_Work item 1_
In the profile of Doris Makely, in which year of the Auction did she become involved?
_Work item 2_
Drawing on the profile of Doris Makely, explain why Doris stayed at the Auction during the lunch break instead of leaving like other volunteers.
_Work item 3_
Translate this sentence from the profile of Doris Makely into Spanish: "A bundle of energy, Doris also had an ability to sense when other volunteers were frustrated or running low on energy."

(Text begins)

Former volunteer Doris Makely did all that was asked of her—and more
Back in the Auction’s early days, there was no sign-up sheet for volunteers; they did what was needed in any given moment, according to longtime supporter Ed Darling. He says the late Doris Makely specialized at doing that—and more—without ever being asked.
“Whether it was getting food, keeping the room tidy, greeting visitors, making phone calls for more items—whatever needed doing,” Ed says. “Whether you asked for her help, or she overheard that you needed help, she did it. That’s the kind of person she was.”
A bundle of energy, Doris also had an ability to sense when other volunteers were frustrated or running low on energy. “She’d give them a hug and tell them a joke and snap them back into it,” Ed recalls.
Before she passed away in 2012, Doris was a tireless Auction volunteer for roughly a quarter of a century. An employee of Lakes Region General Hospital in her later years, Doris was also a city councilor in the early 1990s, and she was active in the Democratic Party, hosting Jimmy and Rosalyn Carter and Gary and Lee Hart at her home during their campaign bids.
She got involved with the Auction in its fourth year because she was an activist for children. “She knew a lot of people in the community, and she also knew a lot of the people in need, so she was able to help us if somebody made a contribution,” Ed says. “She knew who could benefit from it. She was an important source of information.”
In 2012 and 2013, the Doris Makely Sharing Smiles Scholarship was presented to a high school graduate in the Lakes Region. In honor of the infectious smile Doris was known for, and her do-anything attitude, the scholarship was given to a young person who exudes exemplary giving of time, energy and charisma to the fine art of volunteering.
Paul Daisy met Doris the first year he volunteered for the Auction, in its early days. Doris was his contact on the Auction floor. “She was in charge of the input area, and when I went and talked to her, she said ‘Hey, can you do this?’” Paul remembers. That’s how he began collecting Auction items from donors at the event and carrying them to the station where the data on the gift was imported and organized.
“Over the years, I stayed in that same area, which Doris was responsible for, and I had lots of experiences with her,” Paul adds, noting that in that area, volunteers filled out forms on each object’s description, and when an item was purchased, they’d call the high-bidder and make pick-up arrangements.
Doris also helped with new volunteers. “She was supportive, laughed off mistakes—an all-around good person,” Paul says. “I can’t say enough about her personality and how it contributed to the upbeat feel of the auction.
Paul and his wife, Gwen, became friendly with Doris over the years, and they had occasion to interact off the Auction floor. Paul remembers that even in trying situations, such as when Doris and Gwen were both battling cancer, Doris could employ her sense of humor to diffuse a situation.
“That sense of humor in the face of difficulty was classic Doris. She was very upbeat,” Paul says.
During the lunch break at the Auction, volunteers tended to leave to get something to eat. Because some volunteers were needed to assist bidders who were picking up their items on their own lunch breaks, Doris always stayed put.
“She was always there,” Paul says. “She was a good, good, good person. A happy person.”

(Text ends)
(Stored data begins)

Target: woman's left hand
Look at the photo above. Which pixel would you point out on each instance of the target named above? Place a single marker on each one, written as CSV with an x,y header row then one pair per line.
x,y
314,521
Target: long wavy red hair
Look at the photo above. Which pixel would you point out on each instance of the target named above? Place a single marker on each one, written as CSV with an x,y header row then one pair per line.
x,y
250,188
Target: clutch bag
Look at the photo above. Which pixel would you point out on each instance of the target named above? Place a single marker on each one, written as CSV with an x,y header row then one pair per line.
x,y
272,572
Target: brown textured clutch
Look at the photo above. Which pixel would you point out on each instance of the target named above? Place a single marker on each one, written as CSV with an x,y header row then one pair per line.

(Stored data ends)

_Response area 1_
She became involved in the Auction's fourth year.

_Response area 2_
Some volunteers were needed to help bidders who came to pick up their items during their own lunch breaks. So Doris always stayed put.

_Response area 3_
Llena de energía, Doris también tenía la capacidad de percibir cuándo otros voluntarios estaban frustrados o se estaban quedando sin energía.